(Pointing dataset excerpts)
:::::

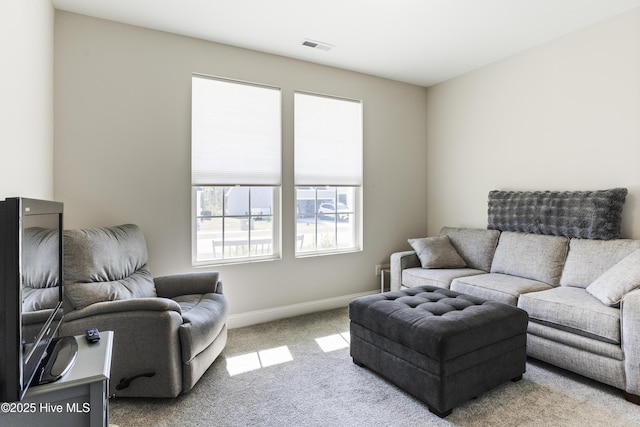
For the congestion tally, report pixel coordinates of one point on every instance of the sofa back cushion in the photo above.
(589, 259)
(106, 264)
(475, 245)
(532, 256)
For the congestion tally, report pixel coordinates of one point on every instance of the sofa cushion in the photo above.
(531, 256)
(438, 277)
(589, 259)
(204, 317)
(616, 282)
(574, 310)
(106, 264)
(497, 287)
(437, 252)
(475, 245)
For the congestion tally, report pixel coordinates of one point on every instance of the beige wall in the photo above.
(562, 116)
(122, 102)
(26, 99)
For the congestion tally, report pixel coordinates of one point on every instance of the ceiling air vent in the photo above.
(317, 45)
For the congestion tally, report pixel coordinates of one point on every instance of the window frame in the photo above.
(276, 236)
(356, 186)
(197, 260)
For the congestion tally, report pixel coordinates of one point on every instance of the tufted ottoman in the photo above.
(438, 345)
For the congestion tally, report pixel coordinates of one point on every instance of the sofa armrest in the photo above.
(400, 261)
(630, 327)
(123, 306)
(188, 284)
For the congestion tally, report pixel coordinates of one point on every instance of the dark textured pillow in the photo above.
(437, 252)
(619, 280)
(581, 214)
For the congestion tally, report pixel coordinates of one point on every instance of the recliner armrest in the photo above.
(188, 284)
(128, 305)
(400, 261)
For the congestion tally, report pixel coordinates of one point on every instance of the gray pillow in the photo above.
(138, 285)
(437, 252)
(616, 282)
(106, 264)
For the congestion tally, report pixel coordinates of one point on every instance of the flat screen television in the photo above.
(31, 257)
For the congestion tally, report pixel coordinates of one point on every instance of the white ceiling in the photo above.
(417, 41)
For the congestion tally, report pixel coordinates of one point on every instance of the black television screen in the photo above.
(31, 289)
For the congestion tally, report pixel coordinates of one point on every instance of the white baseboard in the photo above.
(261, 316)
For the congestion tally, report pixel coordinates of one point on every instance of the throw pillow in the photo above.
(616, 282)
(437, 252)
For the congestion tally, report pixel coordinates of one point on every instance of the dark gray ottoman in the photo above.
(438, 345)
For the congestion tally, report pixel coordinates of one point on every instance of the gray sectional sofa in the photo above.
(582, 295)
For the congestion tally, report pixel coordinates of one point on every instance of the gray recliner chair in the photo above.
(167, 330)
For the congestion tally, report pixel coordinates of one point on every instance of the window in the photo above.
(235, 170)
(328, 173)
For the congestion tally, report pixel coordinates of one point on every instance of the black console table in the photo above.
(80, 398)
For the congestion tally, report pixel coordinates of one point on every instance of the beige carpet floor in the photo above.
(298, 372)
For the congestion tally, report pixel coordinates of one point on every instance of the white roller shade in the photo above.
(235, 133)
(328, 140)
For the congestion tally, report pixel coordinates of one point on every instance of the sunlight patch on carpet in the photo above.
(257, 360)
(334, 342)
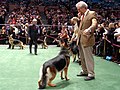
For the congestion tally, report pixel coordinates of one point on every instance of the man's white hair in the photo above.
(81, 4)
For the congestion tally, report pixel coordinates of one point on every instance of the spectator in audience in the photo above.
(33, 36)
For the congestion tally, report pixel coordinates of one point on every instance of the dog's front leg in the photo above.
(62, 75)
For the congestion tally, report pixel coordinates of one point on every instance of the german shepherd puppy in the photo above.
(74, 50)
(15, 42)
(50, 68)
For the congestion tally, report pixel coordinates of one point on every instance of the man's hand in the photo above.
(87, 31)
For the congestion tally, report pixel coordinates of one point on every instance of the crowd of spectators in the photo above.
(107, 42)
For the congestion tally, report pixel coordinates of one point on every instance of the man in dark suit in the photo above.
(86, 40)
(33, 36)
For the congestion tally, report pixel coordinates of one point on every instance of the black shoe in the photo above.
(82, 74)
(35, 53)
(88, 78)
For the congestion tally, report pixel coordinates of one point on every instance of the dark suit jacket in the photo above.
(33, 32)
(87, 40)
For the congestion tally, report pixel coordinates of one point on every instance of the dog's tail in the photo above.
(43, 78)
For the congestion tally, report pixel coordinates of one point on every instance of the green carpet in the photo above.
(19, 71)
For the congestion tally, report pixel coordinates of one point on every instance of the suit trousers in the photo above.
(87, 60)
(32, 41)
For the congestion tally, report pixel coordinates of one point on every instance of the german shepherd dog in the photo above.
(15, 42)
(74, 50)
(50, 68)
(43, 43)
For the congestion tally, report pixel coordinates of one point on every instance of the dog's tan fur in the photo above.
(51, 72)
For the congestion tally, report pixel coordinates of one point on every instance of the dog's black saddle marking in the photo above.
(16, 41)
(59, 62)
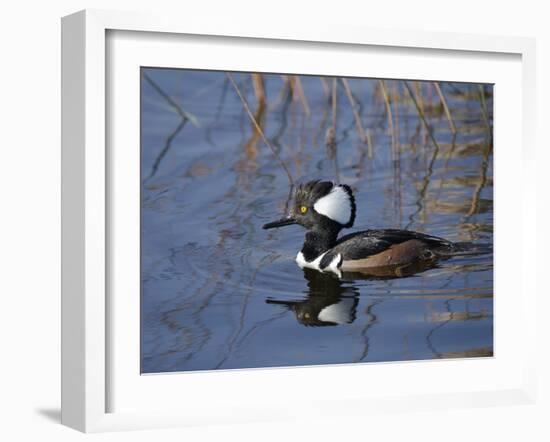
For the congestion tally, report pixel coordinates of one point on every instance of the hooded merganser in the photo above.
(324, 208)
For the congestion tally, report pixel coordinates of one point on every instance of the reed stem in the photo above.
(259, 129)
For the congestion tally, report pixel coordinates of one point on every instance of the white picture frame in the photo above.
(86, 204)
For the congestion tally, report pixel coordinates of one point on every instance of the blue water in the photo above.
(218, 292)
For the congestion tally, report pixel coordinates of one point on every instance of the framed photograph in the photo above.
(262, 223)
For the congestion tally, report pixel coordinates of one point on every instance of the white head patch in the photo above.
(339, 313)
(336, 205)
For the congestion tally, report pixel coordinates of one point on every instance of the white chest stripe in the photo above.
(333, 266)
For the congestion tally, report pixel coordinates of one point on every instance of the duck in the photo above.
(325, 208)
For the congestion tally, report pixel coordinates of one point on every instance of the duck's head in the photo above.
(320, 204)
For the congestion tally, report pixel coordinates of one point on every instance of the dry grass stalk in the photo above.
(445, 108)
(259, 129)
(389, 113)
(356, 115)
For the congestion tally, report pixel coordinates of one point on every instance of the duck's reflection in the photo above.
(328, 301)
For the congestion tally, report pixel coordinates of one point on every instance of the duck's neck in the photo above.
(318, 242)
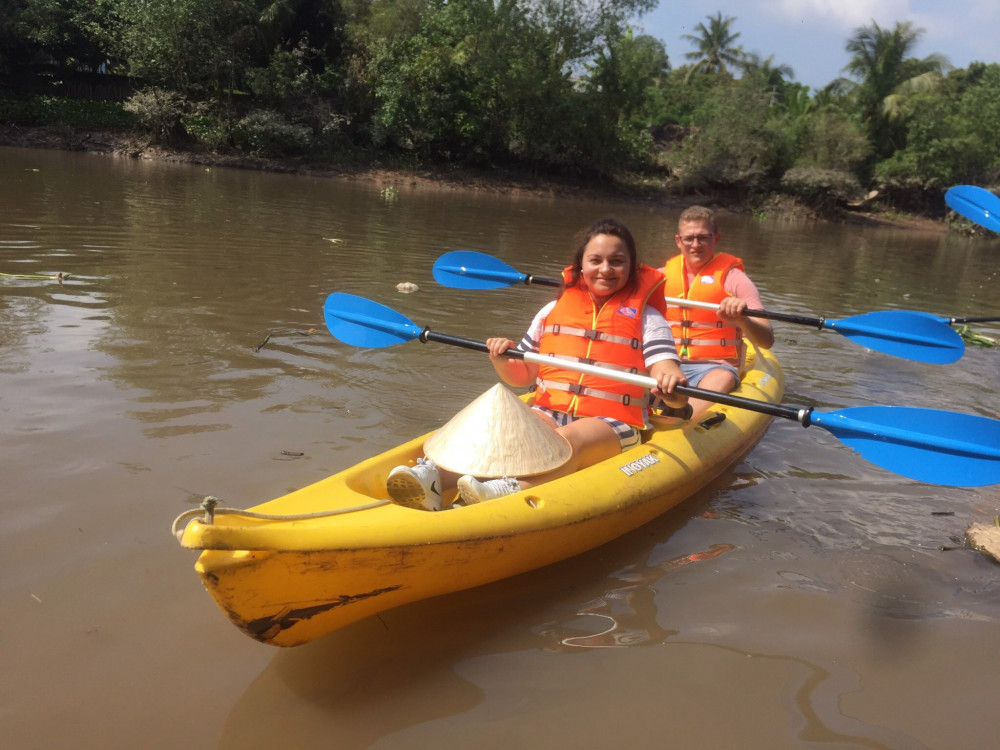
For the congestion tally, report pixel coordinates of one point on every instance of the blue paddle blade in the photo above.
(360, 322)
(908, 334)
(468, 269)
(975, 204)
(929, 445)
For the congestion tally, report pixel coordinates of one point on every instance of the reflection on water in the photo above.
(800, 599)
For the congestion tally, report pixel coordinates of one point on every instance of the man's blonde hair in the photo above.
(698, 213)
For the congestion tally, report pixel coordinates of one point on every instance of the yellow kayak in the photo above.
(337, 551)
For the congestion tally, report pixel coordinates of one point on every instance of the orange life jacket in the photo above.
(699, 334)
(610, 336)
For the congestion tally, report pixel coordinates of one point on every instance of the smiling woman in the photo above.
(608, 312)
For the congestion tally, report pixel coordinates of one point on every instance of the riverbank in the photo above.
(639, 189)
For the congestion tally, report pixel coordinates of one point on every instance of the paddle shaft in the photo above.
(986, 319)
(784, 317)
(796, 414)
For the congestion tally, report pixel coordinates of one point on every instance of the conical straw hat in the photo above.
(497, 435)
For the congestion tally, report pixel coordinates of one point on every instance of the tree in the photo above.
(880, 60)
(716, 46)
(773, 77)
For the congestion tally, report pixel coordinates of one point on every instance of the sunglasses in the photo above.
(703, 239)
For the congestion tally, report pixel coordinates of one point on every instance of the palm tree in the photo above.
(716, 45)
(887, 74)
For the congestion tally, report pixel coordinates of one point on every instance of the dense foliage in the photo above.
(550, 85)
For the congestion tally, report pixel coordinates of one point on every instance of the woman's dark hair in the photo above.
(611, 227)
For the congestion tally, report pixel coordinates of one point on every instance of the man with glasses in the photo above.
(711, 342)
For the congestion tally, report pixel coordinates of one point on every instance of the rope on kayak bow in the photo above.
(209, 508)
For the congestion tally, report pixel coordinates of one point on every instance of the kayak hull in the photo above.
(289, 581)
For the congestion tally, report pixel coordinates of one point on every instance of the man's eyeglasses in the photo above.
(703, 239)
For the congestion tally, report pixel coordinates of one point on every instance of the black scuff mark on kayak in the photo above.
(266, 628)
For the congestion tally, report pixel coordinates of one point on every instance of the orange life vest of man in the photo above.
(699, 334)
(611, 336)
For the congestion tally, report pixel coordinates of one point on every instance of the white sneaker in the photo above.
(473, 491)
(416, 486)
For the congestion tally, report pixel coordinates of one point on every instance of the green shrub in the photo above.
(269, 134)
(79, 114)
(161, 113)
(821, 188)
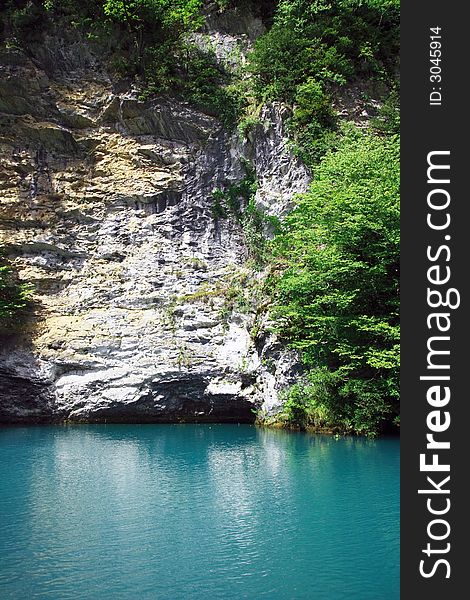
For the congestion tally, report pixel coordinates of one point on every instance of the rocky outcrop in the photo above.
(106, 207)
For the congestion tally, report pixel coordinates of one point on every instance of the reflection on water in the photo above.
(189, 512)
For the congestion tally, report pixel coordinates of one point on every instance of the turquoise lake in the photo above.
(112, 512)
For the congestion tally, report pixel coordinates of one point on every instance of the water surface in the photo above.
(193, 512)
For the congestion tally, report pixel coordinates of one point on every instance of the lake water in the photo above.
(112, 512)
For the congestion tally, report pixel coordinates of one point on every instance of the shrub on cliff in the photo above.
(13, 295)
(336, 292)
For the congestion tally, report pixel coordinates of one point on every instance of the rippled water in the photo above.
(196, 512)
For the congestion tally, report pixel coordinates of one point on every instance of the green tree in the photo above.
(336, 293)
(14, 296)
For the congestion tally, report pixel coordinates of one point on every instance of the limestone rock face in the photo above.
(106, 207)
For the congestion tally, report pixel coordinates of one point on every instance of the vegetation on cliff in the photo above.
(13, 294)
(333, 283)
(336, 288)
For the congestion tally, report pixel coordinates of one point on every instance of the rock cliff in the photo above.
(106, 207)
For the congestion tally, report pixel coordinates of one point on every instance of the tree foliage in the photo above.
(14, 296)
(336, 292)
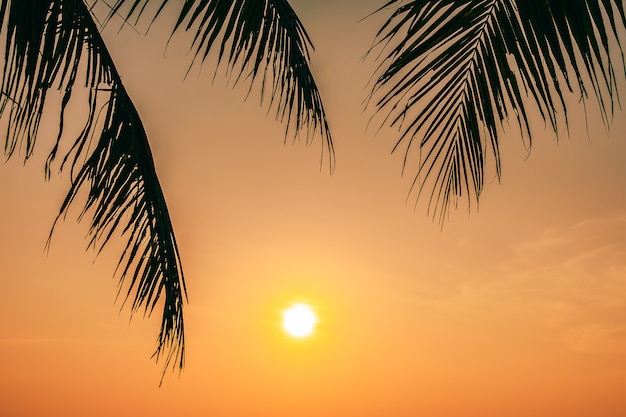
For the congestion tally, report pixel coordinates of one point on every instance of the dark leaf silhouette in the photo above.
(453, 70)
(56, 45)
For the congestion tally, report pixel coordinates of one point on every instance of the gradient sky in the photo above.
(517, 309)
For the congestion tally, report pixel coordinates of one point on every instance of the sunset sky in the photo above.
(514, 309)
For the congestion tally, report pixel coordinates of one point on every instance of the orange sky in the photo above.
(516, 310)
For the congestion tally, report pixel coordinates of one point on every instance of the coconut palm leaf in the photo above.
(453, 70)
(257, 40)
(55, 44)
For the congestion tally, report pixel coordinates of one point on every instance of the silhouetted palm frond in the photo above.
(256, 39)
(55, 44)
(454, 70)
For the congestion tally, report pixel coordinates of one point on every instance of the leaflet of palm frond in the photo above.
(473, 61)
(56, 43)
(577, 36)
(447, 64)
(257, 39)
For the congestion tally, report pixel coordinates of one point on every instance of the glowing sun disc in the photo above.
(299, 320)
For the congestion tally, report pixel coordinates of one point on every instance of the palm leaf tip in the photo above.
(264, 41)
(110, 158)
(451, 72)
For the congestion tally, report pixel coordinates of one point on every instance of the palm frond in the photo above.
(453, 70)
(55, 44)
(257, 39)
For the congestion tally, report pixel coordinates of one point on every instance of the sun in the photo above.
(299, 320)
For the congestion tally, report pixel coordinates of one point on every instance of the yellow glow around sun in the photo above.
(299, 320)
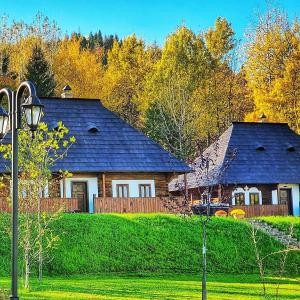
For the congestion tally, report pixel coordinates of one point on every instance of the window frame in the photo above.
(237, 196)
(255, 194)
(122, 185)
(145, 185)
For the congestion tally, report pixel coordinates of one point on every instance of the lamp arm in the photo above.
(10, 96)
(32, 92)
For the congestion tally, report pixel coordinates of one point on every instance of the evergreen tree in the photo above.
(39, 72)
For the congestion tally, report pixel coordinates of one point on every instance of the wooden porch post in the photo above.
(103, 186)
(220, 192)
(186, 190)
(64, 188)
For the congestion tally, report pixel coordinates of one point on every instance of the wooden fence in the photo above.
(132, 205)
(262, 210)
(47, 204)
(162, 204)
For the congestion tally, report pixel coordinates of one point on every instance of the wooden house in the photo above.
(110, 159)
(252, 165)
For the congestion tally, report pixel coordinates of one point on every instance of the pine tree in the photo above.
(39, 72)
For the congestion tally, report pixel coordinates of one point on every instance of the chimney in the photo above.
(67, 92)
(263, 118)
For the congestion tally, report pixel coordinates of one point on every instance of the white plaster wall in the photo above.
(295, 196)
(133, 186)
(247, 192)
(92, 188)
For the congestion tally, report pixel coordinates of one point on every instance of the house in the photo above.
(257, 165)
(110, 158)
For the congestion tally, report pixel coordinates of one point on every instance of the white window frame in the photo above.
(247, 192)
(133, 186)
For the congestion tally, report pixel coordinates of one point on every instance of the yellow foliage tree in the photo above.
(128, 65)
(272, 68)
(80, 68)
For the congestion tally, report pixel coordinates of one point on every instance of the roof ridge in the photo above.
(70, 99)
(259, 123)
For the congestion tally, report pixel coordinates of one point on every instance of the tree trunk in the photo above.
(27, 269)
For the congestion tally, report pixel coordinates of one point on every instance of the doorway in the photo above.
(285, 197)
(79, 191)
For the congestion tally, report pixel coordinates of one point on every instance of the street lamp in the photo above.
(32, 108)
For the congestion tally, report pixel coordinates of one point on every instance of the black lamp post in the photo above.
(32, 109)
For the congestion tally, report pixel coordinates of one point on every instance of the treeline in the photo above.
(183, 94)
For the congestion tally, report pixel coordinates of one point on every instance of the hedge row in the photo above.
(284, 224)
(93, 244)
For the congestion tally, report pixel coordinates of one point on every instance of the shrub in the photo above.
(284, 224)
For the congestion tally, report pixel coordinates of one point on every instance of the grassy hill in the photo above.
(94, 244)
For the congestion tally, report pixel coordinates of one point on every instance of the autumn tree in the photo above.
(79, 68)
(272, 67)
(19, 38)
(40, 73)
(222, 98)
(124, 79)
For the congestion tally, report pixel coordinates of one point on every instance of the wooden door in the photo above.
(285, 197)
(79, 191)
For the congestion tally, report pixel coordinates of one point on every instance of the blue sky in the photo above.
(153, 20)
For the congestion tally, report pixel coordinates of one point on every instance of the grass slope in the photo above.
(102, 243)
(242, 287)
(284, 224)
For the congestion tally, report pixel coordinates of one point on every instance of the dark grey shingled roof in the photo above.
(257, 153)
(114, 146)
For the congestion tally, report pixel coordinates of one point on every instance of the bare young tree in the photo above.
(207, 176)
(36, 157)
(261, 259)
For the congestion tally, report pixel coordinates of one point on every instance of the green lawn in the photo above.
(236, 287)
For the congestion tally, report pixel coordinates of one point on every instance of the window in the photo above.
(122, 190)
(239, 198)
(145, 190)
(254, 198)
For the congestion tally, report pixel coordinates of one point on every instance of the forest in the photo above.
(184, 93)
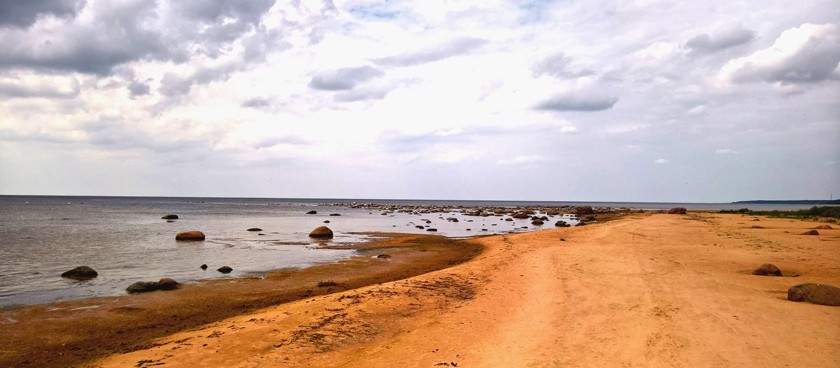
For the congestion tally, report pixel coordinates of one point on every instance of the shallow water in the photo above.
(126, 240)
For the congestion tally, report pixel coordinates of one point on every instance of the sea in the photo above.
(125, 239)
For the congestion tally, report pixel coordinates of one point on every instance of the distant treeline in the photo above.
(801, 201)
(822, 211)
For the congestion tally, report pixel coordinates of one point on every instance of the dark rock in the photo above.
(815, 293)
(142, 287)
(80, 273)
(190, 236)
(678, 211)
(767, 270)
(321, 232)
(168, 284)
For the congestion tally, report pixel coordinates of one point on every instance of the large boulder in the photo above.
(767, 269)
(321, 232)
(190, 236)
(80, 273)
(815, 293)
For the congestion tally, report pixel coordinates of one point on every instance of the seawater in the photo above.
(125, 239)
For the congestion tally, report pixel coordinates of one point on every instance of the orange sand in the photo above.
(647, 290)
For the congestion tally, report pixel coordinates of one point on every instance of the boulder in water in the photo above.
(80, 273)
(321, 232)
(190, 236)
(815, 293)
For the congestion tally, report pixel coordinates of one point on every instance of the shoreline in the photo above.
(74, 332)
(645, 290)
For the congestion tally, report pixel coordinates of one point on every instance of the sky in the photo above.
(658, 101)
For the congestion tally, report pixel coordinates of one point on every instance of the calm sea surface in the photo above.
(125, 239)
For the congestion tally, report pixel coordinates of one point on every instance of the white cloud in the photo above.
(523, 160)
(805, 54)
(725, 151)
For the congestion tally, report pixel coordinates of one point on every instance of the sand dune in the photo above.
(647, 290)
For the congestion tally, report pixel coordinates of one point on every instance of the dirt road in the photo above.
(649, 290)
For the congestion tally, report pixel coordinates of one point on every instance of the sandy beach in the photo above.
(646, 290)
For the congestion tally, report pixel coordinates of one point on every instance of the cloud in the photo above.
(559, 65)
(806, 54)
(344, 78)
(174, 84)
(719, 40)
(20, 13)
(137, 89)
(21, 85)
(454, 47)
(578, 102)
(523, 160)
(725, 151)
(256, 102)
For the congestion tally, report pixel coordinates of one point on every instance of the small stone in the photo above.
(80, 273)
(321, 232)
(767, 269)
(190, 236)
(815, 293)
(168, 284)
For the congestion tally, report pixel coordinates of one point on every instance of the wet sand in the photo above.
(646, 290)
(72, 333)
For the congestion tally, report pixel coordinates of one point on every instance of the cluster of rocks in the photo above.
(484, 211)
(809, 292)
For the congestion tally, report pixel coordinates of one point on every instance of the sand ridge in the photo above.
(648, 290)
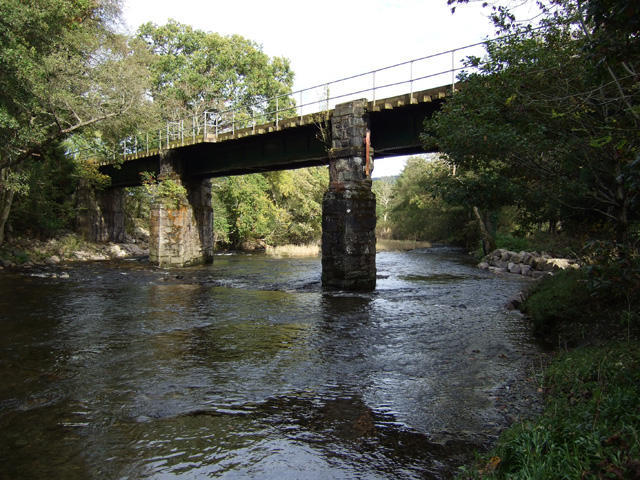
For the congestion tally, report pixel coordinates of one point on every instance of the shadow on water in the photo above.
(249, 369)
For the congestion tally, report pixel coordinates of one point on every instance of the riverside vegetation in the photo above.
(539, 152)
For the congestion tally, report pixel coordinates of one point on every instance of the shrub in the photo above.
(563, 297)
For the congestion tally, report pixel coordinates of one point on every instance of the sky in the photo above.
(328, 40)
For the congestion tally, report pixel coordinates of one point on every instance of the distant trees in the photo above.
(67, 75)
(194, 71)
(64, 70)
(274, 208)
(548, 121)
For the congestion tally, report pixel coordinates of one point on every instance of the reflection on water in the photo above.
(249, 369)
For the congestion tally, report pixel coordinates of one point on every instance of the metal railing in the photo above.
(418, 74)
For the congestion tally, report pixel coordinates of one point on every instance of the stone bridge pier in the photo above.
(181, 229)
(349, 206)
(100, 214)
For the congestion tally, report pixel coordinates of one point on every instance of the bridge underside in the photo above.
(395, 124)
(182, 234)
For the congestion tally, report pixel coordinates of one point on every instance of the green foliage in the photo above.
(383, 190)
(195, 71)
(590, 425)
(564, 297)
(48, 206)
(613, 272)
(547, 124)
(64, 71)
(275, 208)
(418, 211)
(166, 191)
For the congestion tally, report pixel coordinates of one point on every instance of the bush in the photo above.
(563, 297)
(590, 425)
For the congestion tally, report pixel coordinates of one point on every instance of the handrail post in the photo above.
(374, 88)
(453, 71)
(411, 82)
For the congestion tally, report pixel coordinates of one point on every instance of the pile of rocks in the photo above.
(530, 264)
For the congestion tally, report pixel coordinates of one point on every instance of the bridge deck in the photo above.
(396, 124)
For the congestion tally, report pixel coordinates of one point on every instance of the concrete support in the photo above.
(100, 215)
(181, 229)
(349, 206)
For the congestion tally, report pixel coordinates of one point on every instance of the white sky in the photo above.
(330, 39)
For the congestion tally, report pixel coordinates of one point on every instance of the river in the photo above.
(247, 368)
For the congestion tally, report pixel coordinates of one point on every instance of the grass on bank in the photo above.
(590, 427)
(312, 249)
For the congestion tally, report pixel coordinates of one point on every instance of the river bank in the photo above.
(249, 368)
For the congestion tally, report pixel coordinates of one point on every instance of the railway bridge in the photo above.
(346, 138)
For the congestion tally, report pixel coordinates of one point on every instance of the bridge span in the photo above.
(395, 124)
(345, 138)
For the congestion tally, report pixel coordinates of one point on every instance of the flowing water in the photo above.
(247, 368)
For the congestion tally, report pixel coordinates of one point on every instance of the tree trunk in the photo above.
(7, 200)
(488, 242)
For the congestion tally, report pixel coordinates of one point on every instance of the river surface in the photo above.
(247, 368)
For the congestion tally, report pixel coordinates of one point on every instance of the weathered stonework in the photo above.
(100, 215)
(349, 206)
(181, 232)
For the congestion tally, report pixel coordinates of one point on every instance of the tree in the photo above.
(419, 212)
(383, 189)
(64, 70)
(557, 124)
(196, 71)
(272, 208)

:::::

Exercise directions: Begin with the line that contains "span in the photo above." and set down each line exactly until the records above end, including the final line.

Solution below:
For the congestion tally, report pixel coordinates of one point on every instance of the bridge span in the photo above.
(395, 124)
(345, 138)
For the congestion tally, report pixel coordinates of one point on every instance of the flowing water in the photo above.
(247, 368)
For the congestion tally, report pixel coordinates of one point on every instance of the tree trunk in the photo above.
(7, 200)
(488, 242)
For the congestion tally, report pixel coordinates of one point on every instance of the river surface in the photo above.
(247, 368)
For the congestion tally, report pixel coordinates of one point on every instance of the weathered stonework in the photo above.
(100, 215)
(349, 206)
(181, 232)
For the congestion tally, report pixel coordinates of one point on every instance of the tree in the photo above.
(419, 212)
(383, 189)
(64, 70)
(557, 124)
(196, 71)
(272, 208)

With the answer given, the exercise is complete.